── RECORDS SUPPLIED ──
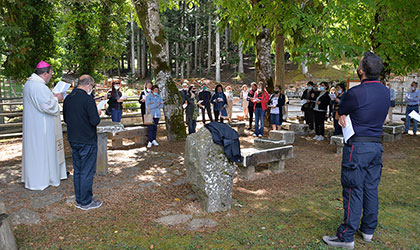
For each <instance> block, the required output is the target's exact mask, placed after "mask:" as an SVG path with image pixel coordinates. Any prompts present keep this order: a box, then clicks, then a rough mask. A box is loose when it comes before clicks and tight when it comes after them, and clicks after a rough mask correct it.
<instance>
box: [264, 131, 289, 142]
mask: <svg viewBox="0 0 420 250" xmlns="http://www.w3.org/2000/svg"><path fill="white" fill-rule="evenodd" d="M268 138H270V139H271V140H274V141H285V142H286V145H290V144H293V143H295V132H294V131H285V130H270V133H269V136H268Z"/></svg>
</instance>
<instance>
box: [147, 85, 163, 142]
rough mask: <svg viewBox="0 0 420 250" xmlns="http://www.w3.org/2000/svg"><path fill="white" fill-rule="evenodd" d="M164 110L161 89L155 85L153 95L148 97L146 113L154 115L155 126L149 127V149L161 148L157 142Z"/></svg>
mask: <svg viewBox="0 0 420 250" xmlns="http://www.w3.org/2000/svg"><path fill="white" fill-rule="evenodd" d="M162 108H163V101H162V98H161V97H160V95H159V87H158V86H157V85H154V86H153V87H152V94H151V95H147V97H146V112H147V114H148V113H149V112H150V113H151V114H152V115H153V125H147V138H148V143H147V148H151V147H152V146H159V143H157V141H156V134H157V125H158V123H159V119H160V116H161V109H162Z"/></svg>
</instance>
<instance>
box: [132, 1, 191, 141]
mask: <svg viewBox="0 0 420 250" xmlns="http://www.w3.org/2000/svg"><path fill="white" fill-rule="evenodd" d="M132 2H133V5H134V8H135V9H136V11H137V16H138V17H139V19H140V22H141V26H142V27H143V29H144V33H145V36H146V38H147V42H148V44H149V48H150V53H151V63H152V67H153V70H154V76H155V80H156V84H157V85H158V86H159V89H160V94H161V96H162V99H163V101H164V103H165V104H164V108H163V110H164V114H165V123H166V134H167V137H168V139H169V140H177V139H185V137H186V132H185V124H184V112H183V109H182V99H181V96H180V94H179V91H178V88H177V87H176V85H175V83H174V82H173V81H172V77H171V70H170V68H169V59H168V57H167V55H168V54H167V51H166V40H167V38H166V34H165V31H164V30H163V28H162V24H161V22H160V15H159V0H147V1H146V0H144V1H136V0H133V1H132Z"/></svg>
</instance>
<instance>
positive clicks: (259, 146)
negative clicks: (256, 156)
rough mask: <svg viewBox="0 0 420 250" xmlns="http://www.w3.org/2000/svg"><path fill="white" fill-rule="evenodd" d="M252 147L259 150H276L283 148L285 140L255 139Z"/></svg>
mask: <svg viewBox="0 0 420 250" xmlns="http://www.w3.org/2000/svg"><path fill="white" fill-rule="evenodd" d="M254 145H255V147H256V148H261V149H268V148H278V147H282V146H285V145H286V141H285V140H280V141H275V140H269V139H262V138H257V139H255V140H254Z"/></svg>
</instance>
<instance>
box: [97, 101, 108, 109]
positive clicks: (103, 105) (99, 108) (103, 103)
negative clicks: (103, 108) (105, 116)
mask: <svg viewBox="0 0 420 250" xmlns="http://www.w3.org/2000/svg"><path fill="white" fill-rule="evenodd" d="M107 102H108V100H102V101H100V102H99V103H98V105H96V107H97V108H98V110H101V109H102V108H103V107H104V105H105V103H107Z"/></svg>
───
** TASK INSTRUCTIONS **
Filter the records for lines holding the string "positive". Copy each one.

** OUTPUT FOR THIS EXERCISE **
positive clicks: (259, 146)
positive clicks: (103, 105) (99, 108) (103, 103)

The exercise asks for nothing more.